◆ TASK REQUIREMENTS
Down to the final character, output the records below as they stand.

Point localization data
+++

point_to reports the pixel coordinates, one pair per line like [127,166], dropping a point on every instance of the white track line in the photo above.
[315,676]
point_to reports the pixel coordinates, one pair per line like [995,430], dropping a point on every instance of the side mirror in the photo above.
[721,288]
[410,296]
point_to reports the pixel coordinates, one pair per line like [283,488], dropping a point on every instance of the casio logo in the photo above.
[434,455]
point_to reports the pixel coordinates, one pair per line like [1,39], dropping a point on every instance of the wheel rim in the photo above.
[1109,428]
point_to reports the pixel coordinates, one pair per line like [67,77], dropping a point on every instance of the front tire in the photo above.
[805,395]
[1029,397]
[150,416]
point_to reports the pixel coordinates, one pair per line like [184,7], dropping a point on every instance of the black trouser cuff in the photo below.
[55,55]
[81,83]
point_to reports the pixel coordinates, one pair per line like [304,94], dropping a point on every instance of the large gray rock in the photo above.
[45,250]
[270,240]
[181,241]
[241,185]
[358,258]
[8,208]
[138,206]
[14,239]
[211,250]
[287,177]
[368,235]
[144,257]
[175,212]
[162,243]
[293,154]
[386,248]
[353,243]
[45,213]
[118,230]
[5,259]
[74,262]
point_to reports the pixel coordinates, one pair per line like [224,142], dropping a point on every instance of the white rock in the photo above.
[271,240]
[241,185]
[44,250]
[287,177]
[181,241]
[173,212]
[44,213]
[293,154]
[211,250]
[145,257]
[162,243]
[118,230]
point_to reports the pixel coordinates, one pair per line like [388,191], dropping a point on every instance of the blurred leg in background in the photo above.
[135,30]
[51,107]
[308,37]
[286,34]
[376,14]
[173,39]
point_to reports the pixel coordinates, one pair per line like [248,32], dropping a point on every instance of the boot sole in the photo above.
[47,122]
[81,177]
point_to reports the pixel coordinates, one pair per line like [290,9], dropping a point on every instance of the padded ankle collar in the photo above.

+++

◆ THE ANSWER
point_to reports the pixel coordinates, one pair per line like [127,166], dropping a point on every instance of the white track line in the photo above.
[315,676]
point_to reports the pixel coordinates, one pair per line like [995,430], dropping a point on every instance of the side mirror in the photo above.
[721,288]
[410,296]
point_to reports the pixel coordinates, one pair per line like [283,488], dropping a point on every instance of the casio logo in the photo above.
[434,455]
point_to reports the pixel coordinates, one pair per line like [1,39], dropping a point on every instance of the wheel rim in the photo above.
[1109,428]
point_to reports the pixel coordinates, one pair per line like [67,77], dropping a point on every instance of the front tire in the photo above.
[805,395]
[1029,397]
[150,416]
point_to reports the pixel coordinates, one pair per line like [184,7], dropping a point on every instance of the black trouser cuff in the photo below.
[55,55]
[81,83]
point_to reports the pixel coordinates, one pair per line like [304,94], dropping a point on every instance of the large gray rock in the photo above.
[45,250]
[270,240]
[181,241]
[241,185]
[358,258]
[8,208]
[138,206]
[14,239]
[211,250]
[287,177]
[368,235]
[144,257]
[175,212]
[162,243]
[293,154]
[386,248]
[353,243]
[45,213]
[118,230]
[5,259]
[74,262]
point_to reports the pixel coordinates, one pair per line like [224,142], dropping a point on every instance of the white rock in the photo above.
[271,240]
[241,185]
[44,250]
[287,177]
[181,241]
[173,212]
[44,213]
[293,154]
[211,250]
[145,257]
[162,243]
[118,230]
point_to reports the pixel coordinates, one pair per line like [388,191], dropping a point on every instance of the blurred leg in background in the photo above.
[135,30]
[51,107]
[308,37]
[286,34]
[376,14]
[173,39]
point_to reports the pixel coordinates, one pair per line like [248,32], dropping a point on every instance of the boot sole in the photo above.
[47,122]
[81,177]
point_to reports the pixel coordinates, one pair per line like [290,9], dropping a point on every instance of the padded ankle collar in the photo above.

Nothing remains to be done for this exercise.